> [What the task requires]:
According to the book review, in which decades did the government briefly move toward the idea of being colorblind?

> [Passage]:
————————

Terry Eastland
Ending Affirmative Action: The Case for Colorblind Justice
Basic Books, 1996
239 pages, $23.00 hb.
Reviewed by Gary McGath
This review Copyright 2000 by Gary McGath

For most of its history, the United States government has promoted the repulsive policy that people should be treated differently depending on their racial and ethnic membership, and that people who belong to the "right" groups should receive preferential treatment in jobs, education, and government contracts. In the 1950's and 1960's, this view briefly gave way to the idea that the government should be colorblind. But then the old policies of racial discrimination came back, with new beneficiaries and a new name: affirmative action. Today we are seeing a slow swing away from those policies, and perhaps toward the eventual end of all race-based governmental policies. But the end is coming slowly.

Terry Eastland's Ending Affirmative Action may help to push the debate toward the book's eponymous goal. He demolishes the arguments for affirmative action in a calm, effective style.

————————

> [Information provided]:
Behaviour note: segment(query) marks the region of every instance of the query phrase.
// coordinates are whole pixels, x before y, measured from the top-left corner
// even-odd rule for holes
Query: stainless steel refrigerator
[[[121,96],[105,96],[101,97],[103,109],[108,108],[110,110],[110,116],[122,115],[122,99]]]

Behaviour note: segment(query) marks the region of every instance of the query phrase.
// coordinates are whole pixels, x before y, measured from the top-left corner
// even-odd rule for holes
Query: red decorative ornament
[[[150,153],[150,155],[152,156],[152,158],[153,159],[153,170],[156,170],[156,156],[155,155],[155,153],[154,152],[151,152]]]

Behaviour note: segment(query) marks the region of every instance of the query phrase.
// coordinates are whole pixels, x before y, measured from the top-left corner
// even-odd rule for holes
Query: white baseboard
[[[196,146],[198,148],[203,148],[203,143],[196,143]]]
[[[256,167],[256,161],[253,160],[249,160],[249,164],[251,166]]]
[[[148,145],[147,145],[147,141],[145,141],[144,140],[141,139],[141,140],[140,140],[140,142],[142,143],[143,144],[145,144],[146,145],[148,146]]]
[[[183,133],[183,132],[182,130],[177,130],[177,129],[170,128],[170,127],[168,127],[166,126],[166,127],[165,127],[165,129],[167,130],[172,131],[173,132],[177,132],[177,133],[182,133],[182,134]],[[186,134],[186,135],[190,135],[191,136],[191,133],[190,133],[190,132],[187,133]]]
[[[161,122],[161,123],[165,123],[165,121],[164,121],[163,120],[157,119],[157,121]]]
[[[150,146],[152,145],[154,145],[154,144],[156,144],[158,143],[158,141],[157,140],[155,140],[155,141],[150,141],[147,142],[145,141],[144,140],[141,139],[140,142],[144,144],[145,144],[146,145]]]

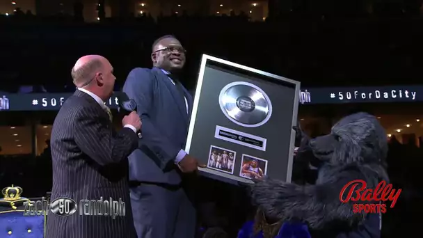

————————

> [Completed task]:
The 1950's and 1960's.